> _Text excerpt_:
In determining whether an action must be stricken under the anti-SLAPP statute, the court engages in a two-step inquiry. GLAAD, 742 F.3d at 422 (citing Navellier v. Sletten, 29 Cal. 4th 82, 88 (2002)). First, the court asks whether the defendant has made a prima facie showing that the plaintiff's cause of action arises from conduct in furtherance of the exercise of the defendant's constitutional right of petition or right of free speech in connection with an issue of public interest. Id. Second, if the defendant makes this showing, the burden shifts to the plaintiff to "establish, by competent evidence, a probability that it will prevail on its [claims]." Id. Only a cause of action that satisfies both prongs of the anti-SLAPP statute - i.e., one that arises from protected speech or petitioning, and lacks even minimal merit - is a SLAPP, subject to being stricken under the statute. Navellier, 29 Cal. 4th at 89. In evaluating the motion, the court considers "the pleadings, and supporting and opposing affidavits stating the facts upon which the liability or defense is based." GLAAD, 742 F.3d at 422 (quoting Cal. Civ. P. Code § 425.16(b)(2)). B. Defendant's Motion

Ford seeks an order striking the complaint. Ford argues, first, that plaintiffs' causes of action arise from the protected activity of engaging in settlement discussions regarding threatened litigation. The anti-SLAPP statute defines four kinds of conduct that may constitute acts "in furtherance of a person's right of petition or free speech" for purposes of the statute. Cal. Civ. P. Code § 425.16(e). Here, Ford asserts, its alleged conduct falls within the second category, "any written or oral statement or writing made in connection with an issue under consideration or review by a legislative, executive, or judicial body, or any other official proceeding authorized by law." Cal. Civ. P. Code § 425.16(e)(2).

Ford acknowledges that on its face, this language might be read as limited to communications directed to an official body during its review, but argues that it is much broader than that. Ford asserts that the communications need not be made in court or even directed to the court, and that there does not need to be an official proceeding underway at all. See Graham-Sult, 2014 WL 444153 at *7 ("[C]onduct can be protected by the anti-SLAPP statute even though no issue is yet under consideration by a judicial body at the time the defendant engages in the conduct"); Tuck Beckstoffer Wines, 682 F. Supp. 2d at 1015 (pre-litigation conduct is protected).

> _Material supplied_:
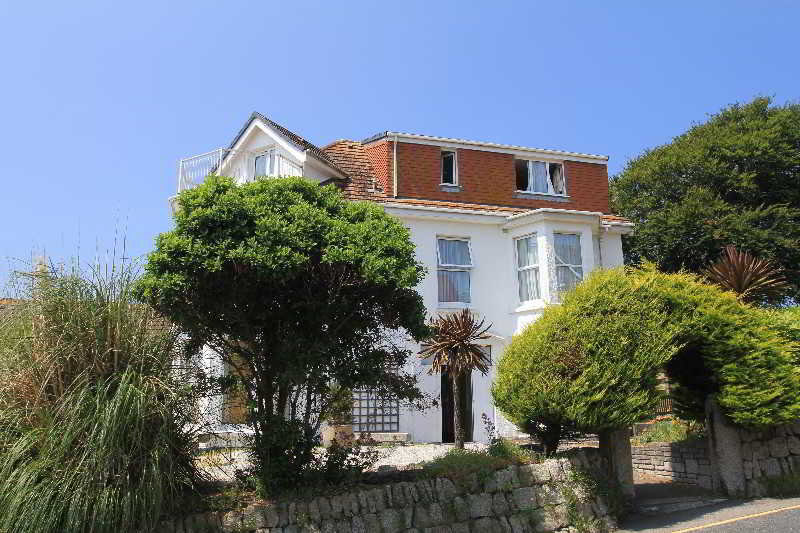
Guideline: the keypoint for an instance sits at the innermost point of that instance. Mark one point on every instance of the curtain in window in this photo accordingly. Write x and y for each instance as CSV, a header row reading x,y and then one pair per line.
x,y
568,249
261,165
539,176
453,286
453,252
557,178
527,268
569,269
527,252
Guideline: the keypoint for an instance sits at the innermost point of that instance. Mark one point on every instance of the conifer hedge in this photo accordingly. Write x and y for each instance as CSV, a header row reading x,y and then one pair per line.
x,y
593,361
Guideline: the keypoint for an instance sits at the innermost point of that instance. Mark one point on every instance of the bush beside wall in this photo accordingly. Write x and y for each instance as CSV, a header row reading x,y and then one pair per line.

> _Problem set_:
**1.** In the anti-SLAPP text, under which category of the statute does Ford say its alleged conduct falls?
**2.** Write out the part of the anti-SLAPP text starting at "Ford acknowledges that" and ending at "conduct is protected).".

> _Complete answers_:
**1.** The second category: a written or oral statement made in connection with an issue under consideration or review by a legislative, executive, or judicial body, or any other official proceeding authorized by law.

**2.**
Ford acknowledges that on its face, this language might be read as limited to communications directed to an official body during its review, but argues that it is much broader than that. Ford asserts that the communications need not be made in court or even directed to the court, and that there does not need to be an official proceeding underway at all. See Graham-Sult, 2014 WL 444153 at *7 ("[C]onduct can be protected by the anti-SLAPP statute even though no issue is yet under consideration by a judicial body at the time the defendant engages in the conduct"); Tuck Beckstoffer Wines, 682 F. Supp. 2d at 1015 (pre-litigation conduct is protected).